**Task A:**
Could you copy the part of the university history passage that opens with the words containing "Alaska Methodist University dedicated" and closes with "the DeWolf-Kellogg Trust.", word for word?
**Task B:**
What does the university history passage say, summed up in two sentences?

**Text passage:**
********************

The university was founded in the late 1950s as Alaska Methodist University by Peter Gordon Gould, an Aleut from Unga, Alaska. Gould became the first Alaska Native minister in the United Methodist Church later in life, and used his position to campaign for the development of a Methodist University in Alaska.

Alaska Methodist University dedicated its campus on June 28, 1959. In April 1958, Dr. Donald F. Ebright was elected as the university's first administrative president. Frederick P. McGinnis was elected in 1960, and served as acting president to the first class of students to attend the university. Approximately 900 acres of land destined to become the site of the APU Kellogg Campus was attained in 1973 from the DeWolf-Kellogg Trust.

In November 1978 Alaska Methodist University was renamed Alaska Pacific University. Despite the university's origins with Judeo-Christian traditions found in United Methodism, there is no sectarian or doctrinal creed found in its educational offerings. In 2016, APU formed a strategic partnership with the Alaska Native Tribal Health Consortium, the largest Tribal health organization in the country. The partnership supports the development of academic and cultural programs focusing on the needs of the state and Alaska Natives.

********************

**Stored rows:**
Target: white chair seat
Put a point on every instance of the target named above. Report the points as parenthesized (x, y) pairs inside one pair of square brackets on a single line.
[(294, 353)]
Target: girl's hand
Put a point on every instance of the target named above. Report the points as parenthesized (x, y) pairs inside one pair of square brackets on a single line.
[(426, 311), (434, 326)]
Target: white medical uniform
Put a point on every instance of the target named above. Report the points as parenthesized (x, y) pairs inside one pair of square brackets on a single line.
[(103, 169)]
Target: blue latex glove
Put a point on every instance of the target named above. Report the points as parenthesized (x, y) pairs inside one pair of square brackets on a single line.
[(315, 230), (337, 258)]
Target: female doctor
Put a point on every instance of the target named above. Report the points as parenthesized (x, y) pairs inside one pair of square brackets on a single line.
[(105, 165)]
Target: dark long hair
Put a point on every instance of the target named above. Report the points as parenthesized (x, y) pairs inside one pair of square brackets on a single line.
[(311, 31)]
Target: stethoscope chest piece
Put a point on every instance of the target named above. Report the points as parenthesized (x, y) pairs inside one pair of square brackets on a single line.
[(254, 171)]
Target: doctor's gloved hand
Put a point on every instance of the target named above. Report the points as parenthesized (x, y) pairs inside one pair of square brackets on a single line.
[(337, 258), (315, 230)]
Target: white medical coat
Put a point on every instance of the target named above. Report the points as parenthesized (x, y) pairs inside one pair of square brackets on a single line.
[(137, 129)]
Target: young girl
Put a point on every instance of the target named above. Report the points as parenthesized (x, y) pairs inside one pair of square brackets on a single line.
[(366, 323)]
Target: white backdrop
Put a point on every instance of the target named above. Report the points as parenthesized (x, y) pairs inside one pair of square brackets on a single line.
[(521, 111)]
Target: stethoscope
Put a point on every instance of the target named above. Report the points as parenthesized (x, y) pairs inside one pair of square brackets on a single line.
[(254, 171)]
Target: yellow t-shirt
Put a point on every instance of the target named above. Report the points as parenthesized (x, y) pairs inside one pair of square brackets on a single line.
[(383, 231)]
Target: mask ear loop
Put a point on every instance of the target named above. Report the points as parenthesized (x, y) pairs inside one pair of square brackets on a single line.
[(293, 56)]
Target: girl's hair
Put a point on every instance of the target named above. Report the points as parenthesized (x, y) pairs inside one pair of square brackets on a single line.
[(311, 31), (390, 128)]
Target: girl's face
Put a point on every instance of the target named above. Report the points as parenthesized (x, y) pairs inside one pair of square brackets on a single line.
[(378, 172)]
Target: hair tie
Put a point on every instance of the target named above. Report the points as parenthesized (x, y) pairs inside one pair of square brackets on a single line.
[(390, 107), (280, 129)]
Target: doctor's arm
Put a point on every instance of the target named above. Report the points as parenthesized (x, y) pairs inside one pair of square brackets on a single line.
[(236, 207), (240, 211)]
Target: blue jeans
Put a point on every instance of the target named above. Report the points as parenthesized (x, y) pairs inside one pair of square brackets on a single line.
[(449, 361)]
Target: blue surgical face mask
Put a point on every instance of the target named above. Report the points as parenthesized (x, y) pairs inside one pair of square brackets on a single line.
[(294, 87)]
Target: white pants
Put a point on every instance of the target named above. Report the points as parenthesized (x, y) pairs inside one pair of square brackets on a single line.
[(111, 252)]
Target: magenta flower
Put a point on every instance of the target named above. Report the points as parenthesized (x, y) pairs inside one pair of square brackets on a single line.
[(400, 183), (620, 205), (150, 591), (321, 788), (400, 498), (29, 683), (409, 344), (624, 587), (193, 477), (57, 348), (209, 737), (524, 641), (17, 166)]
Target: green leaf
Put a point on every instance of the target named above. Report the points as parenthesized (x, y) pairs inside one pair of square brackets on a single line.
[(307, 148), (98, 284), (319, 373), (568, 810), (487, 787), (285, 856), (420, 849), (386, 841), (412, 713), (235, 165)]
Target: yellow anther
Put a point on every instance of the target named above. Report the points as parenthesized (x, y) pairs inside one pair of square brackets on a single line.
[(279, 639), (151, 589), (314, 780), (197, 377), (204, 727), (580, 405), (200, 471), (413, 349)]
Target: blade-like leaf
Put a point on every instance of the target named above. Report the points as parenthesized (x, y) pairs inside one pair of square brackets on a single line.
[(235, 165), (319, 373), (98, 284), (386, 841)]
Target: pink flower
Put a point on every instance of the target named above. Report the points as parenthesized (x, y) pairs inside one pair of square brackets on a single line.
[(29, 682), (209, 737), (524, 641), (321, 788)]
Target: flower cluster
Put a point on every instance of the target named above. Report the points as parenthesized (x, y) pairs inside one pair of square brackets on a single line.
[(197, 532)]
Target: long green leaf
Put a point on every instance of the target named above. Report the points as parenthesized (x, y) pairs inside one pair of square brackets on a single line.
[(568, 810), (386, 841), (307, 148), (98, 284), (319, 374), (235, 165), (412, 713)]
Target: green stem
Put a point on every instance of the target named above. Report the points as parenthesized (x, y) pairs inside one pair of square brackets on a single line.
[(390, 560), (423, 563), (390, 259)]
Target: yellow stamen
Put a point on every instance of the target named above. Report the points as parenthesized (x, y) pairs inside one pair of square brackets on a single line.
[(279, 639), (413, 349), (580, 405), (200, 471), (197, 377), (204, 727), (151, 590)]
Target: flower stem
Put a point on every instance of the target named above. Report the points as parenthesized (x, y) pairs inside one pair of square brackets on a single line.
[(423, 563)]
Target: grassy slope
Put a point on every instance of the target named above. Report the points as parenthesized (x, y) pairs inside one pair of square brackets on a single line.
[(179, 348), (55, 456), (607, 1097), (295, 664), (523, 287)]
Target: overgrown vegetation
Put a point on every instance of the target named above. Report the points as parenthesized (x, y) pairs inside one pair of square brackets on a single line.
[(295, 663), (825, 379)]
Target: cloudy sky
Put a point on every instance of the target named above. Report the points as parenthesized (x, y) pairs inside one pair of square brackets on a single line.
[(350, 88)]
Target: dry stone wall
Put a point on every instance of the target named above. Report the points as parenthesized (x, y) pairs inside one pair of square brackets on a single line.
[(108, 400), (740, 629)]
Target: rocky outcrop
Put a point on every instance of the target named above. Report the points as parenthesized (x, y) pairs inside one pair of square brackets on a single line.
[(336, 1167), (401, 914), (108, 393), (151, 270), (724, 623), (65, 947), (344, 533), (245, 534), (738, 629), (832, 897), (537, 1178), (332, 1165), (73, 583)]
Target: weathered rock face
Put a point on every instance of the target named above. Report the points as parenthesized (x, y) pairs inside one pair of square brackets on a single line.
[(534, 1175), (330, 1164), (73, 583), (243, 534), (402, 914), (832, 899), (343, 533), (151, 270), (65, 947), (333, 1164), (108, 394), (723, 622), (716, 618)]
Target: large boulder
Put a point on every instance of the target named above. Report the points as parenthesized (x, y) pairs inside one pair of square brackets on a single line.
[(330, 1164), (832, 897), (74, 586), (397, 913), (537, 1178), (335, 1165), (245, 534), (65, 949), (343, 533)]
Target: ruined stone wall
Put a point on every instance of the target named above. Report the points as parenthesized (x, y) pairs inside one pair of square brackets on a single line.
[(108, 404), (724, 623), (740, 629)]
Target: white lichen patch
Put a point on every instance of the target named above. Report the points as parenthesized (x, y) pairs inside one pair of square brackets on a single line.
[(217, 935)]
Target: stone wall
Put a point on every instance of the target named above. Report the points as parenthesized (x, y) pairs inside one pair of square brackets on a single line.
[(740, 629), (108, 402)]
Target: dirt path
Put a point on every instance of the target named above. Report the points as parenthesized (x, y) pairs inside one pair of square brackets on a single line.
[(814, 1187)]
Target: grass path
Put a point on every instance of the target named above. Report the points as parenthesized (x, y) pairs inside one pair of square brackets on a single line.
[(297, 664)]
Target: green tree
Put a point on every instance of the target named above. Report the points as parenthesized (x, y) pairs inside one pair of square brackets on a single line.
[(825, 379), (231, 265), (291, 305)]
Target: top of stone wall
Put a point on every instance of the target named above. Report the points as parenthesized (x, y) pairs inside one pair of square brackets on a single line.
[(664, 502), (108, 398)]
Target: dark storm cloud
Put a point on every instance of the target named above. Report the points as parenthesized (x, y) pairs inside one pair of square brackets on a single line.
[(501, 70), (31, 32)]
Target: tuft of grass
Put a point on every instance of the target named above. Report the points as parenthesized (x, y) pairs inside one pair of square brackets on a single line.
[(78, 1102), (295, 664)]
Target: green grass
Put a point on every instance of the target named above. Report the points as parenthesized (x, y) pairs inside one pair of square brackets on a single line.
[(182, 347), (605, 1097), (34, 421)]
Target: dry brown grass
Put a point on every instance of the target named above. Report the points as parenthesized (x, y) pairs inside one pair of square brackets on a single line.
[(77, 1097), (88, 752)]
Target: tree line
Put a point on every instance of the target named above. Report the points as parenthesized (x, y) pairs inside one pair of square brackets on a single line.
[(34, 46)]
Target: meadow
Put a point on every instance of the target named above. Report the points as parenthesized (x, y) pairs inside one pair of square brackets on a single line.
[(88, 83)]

********************

**Right answer A:**
Alaska Methodist University dedicated its campus on June 28, 1959. In April 1958, Dr. Donald F. Ebright was elected as the university's first administrative president. Frederick P. McGinnis was elected in 1960, and served as acting president to the first class of students to attend the university. Approximately 900 acres of land destined to become the site of the APU Kellogg Campus was attained in 1973 from the DeWolf-Kellogg Trust.

**Right answer B:**
Alaska Methodist University was founded in the late 1950s by Peter Gordon Gould, an Aleut from Unga who campaigned for a Methodist university in Alaska, and it dedicated its campus on June 28, 1959. Renamed Alaska Pacific University in November 1978, it has no sectarian or doctrinal creed in its educational offerings, and in 2016 it formed a strategic partnership with the Alaska Native Tribal Health Consortium.